Texto proporcionado:
Las Águilas Negras volaron a Venezuela
El Espectador recorrió el Táchira, donde estos grupos montaron estructuras ilegales que se convirtieron en un poder que controla casi todo y ofrece hasta seguros de vida.
Enrique Rivas G. / Enviado especial al Táchira
Pedro Díaz está seguro de que hasta enero del próximo año vivirá sin miedo a morir y que tampoco atacarán a los suyos. Él se blindó de estos males comprando un seguro de vida de cuatro millones de bolívares que las Águilas Negras le vendieron por cuotas y que le permite transitar con claves y señales en todo el Táchira, un estado en el que a estos grupos se les atribuye el 85% de los 506 homicidios registrados en 2008.
El seguro forma parte de la realidad venezolana, sobre todo en San Cristóbal, San Antonio del Táchira, Ureña, Rubio, La Fría y Barrancas, poblaciones de la frontera colombo-venezolana donde trabaja Díaz, director de la fundación Una Luz por la Vida, ONG que se encarga de contabilizar las víctimas del sicariato.
A Pedro lo contactaron el 4 de enero pasado a través de una llamada a su celular. Lo citaron luego a la iglesia de La Consolación de Táriba, un municipio cuya cabecera es Barrancas. Ya dentro del templo, le hicieron firmar un documento y le entregaron una calcomanía que le sirve de identificación para el carro. Es un escudo, aparentemente del Deportivo Táchira, que lleva un águila y tiene una clave que no es fácil de identificar, según él.
No es la única señal que contempla el seguro: cuando sale para Elorza, en el estado de Apure (en límites con Arauca), presenta una cuchara, o cuando va a La Fría, frente a Puerto Santander (Colombia), muestra en la alcabala (puesto de control policial) un jabón de baño. “Se llama la vacuna de la vida”, dice sin pudor Pedro, al resaltar también que prefiere pagar por su seguridad a estos grupos que confiar en los escoltas que le brinda el gobierno.
Pero no es sólo con el seguro que las Águilas Negras están haciendo dinero. Según Díaz, ellos están cobrando por protección a personas del barrio Obrero, plazas de mercado, algunos inversionistas del centro comercial Sambil, vendedores ambulantes y las zonas industriales de San Cristóbal y Barrancas, donde alias Toyota es el poder en la sombra.
Un poder mimetizado que no escapa al escrutinio público. La gente, desde el anonimato, advierte que las autoridades casi siempre atribuyen los homicidios en el Táchira y la frontera, con 12.000 víctimas entre 2003 y 2008, a enfrentamientos entre delincuentes cuando en realidad sólo el 15% de las muertes es adjudicable a la guerrilla y a bandas sicariales.

Tarea A:
Edita el reportaje sobre las Águilas Negras: reproduce el fragmento que comienza en "El seguro forma" y termina en "identificar, según él.", sustituyendo "calcomanía" por "etiqueta adhesiva".
Tarea B:
Retoma el reportaje sobre las Águilas Negras y continúalo a partir de su última oración.
No es necesario consultar las líneas.

Elementos almacenados de una colección:
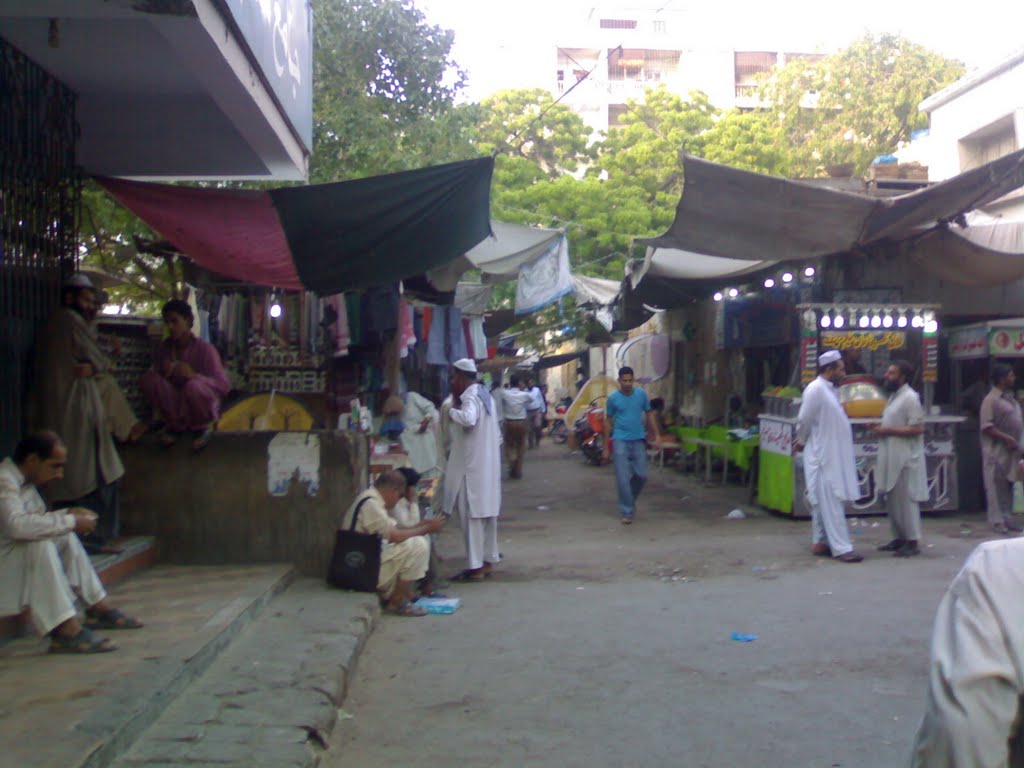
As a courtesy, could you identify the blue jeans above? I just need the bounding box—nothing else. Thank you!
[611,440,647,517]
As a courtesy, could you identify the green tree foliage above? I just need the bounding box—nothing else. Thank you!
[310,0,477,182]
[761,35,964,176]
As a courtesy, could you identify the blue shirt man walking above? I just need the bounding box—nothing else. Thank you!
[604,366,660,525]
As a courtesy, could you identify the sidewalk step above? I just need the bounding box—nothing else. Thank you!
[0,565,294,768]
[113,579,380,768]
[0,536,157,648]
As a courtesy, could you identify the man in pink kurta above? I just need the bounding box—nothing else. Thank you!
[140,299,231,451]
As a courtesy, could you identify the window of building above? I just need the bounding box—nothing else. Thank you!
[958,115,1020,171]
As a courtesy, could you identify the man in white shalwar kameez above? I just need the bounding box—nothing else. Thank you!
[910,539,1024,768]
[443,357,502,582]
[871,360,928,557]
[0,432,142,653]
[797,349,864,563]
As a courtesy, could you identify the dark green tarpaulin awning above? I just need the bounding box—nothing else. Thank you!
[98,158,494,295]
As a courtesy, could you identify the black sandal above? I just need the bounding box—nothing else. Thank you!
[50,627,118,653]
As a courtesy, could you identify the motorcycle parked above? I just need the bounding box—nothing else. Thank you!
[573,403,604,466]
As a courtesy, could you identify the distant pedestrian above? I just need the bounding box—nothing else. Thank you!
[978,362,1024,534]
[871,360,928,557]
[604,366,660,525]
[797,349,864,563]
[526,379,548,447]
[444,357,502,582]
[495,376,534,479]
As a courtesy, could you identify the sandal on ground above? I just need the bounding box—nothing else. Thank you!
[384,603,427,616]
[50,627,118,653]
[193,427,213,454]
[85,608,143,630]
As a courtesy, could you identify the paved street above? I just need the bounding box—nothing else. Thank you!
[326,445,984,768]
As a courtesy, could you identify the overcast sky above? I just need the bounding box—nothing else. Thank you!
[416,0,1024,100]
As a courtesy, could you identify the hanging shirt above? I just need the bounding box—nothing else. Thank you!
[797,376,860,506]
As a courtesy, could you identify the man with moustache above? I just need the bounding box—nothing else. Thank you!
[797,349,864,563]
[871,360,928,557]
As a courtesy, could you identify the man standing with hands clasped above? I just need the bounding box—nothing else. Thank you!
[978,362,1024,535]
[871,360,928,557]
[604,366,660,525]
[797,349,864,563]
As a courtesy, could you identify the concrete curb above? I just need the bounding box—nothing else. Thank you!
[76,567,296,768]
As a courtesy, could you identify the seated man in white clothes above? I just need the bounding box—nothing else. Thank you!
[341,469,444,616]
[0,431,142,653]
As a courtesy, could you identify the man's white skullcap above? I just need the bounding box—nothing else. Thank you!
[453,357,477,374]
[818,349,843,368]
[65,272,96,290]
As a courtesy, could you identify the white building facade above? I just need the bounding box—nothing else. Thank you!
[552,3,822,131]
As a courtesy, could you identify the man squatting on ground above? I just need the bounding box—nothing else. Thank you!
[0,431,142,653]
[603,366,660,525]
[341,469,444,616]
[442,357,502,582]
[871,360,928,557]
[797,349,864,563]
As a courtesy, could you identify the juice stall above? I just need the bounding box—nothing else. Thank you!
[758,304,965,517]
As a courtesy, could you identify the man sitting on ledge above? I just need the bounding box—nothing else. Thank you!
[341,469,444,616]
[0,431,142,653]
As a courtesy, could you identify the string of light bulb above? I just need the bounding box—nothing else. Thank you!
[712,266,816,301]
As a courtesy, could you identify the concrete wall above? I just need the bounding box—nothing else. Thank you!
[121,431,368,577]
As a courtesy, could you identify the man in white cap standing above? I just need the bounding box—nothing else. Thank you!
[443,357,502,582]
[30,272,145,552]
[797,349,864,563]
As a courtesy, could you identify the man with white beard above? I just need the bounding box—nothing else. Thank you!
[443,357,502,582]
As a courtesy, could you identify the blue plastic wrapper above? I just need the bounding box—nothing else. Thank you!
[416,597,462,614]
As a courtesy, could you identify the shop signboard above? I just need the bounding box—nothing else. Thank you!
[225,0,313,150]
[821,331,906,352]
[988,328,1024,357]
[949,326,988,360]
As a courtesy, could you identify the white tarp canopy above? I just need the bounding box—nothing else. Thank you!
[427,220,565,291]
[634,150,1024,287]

Respuesta A:
El seguro forma parte de la realidad venezolana, sobre todo en San Cristóbal, San Antonio del Táchira, Ureña, Rubio, La Fría y Barrancas, poblaciones de la frontera colombo-venezolana donde trabaja Díaz, director de la fundación Una Luz por la Vida, ONG que se encarga de contabilizar las víctimas del sicariato.
A Pedro lo contactaron el 4 de enero pasado a través de una llamada a su celular. Lo citaron luego a la iglesia de La Consolación de Táriba, un municipio cuya cabecera es Barrancas. Ya dentro del templo, le hicieron firmar un documento y le entregaron una etiqueta adhesiva que le sirve de identificación para el carro. Es un escudo, aparentemente del Deportivo Táchira, que lleva un águila y tiene una clave que no es fácil de identificar, según él.

Respuesta B:
“Llegó un momento en que San Cristóbal tuvo más sicarios y ‘perros’ (como les dicen a los delincuentes comunes que cobran las vacunas de los ‘paras’), que buhoneros (vendedores ambulantes)”, afirma Díaz con cierta sorna.
De estas “vacunas” no se escapan los taxistas. Durante un recorrido de dos días por San Cristóbal, los conductores le dijeron a El Espectador que ellos pagan a los paracos 10.000 bolívares mensuales, los cuales cancelan directamente a las empresas donde están afiliados. Claro está, aclaran que no todo este gremio —de unos 20.000 transportadores— está pagando, aunque creen que sí lo hace un 50% de ellos.
Lo anterior es apenas una parte de ese liso y gran tapete que cubre los males del Táchira y la frontera con Colombia, que cuando se sacude y la polvareda reposa, se descubre un estado con más de un millón de habitantes presa de los delincuentes.
Inocultable violencia que no deja de preocupar al director del Cuerpo Técnico de Investigaciones Científicas Penales y Criminalísticas de San Cristóbal (Cicpc), comisario Ramón Maldonado, quien enfatiza en la lucha frontal de su país contra la delincuencia. Sin embargo, la “invasión” de las Águilas Negras es un hecho que no se puede desconocer, y prueba de ello es la captura esta semana de 13 presuntos integrantes de estos grupos en Mérida y Maracay.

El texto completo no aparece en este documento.